▸ **TASK REQUIREMENTS**: Transcribe the retirement calculator text below word for word.

▸ **TEXT**:
RubanTools

Retirement Calculator

Find out how much corpus you need at retirement and how much to invest monthly - accounting for inflation and post-retirement income.

Retirement Planning

Retire Comfortably

25× Rule

Need 25× your annual expenses at retirement. At 4% withdrawal rate, corpus lasts 30+ years. Adjust for Indian inflation (~6%) by targeting 30×.

Asset Allocation

Pre-retirement: 70% equity, 30% debt. Post-retirement: shift to 30% equity, 70% debt/FD. Rebalance annually. Keep 2-year expenses in liquid assets.

Healthcare Costs

Medical inflation (~10%) outpaces general inflation. Build a separate health emergency fund of ₹20–50L. Premium senior citizen health insurance by age 60.

Start Early

Starting at 25 vs 35 can double your corpus for the same monthly SIP. Every 10-year delay roughly requires 3× more monthly investment.

▸ **DATASET CONTENT**:
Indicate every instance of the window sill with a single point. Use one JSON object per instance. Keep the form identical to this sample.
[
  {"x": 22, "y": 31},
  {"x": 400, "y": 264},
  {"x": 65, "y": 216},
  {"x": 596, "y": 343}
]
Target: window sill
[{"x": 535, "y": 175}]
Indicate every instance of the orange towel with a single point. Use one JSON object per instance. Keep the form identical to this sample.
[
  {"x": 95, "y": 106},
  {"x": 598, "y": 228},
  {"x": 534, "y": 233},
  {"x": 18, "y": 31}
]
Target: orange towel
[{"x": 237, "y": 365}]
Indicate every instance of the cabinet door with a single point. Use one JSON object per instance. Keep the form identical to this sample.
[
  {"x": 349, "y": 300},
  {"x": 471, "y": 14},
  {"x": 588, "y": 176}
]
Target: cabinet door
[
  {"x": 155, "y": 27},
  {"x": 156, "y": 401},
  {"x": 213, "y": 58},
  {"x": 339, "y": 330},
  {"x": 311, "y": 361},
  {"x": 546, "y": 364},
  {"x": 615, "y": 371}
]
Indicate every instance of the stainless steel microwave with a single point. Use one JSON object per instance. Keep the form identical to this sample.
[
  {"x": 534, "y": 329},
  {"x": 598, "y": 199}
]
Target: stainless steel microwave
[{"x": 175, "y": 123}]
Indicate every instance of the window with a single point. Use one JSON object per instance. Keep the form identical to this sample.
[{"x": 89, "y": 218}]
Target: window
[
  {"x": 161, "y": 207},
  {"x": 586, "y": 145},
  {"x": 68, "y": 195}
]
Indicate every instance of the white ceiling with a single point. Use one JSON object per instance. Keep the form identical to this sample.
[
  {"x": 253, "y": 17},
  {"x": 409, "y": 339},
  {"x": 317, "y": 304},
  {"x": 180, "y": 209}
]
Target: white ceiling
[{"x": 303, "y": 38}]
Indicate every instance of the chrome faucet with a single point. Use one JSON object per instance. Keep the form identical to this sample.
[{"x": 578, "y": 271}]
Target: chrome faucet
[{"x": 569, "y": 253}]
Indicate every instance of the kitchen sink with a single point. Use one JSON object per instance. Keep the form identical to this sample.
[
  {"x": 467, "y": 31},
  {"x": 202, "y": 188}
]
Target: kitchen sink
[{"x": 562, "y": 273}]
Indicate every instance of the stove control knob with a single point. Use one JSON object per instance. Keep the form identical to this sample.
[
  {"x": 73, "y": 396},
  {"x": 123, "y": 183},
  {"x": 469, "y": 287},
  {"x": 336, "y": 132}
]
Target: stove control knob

▸ **RESPONSE TO THE EXERCISE**:
RubanTools

Retirement Calculator

Find out how much corpus you need at retirement and how much to invest monthly - accounting for inflation and post-retirement income.

Retirement Planning

Retire Comfortably

25× Rule

Need 25× your annual expenses at retirement. At 4% withdrawal rate, corpus lasts 30+ years. Adjust for Indian inflation (~6%) by targeting 30×.

Asset Allocation

Pre-retirement: 70% equity, 30% debt. Post-retirement: shift to 30% equity, 70% debt/FD. Rebalance annually. Keep 2-year expenses in liquid assets.

Healthcare Costs

Medical inflation (~10%) outpaces general inflation. Build a separate health emergency fund of ₹20–50L. Premium senior citizen health insurance by age 60.

Start Early

Starting at 25 vs 35 can double your corpus for the same monthly SIP. Every 10-year delay roughly requires 3× more monthly investment.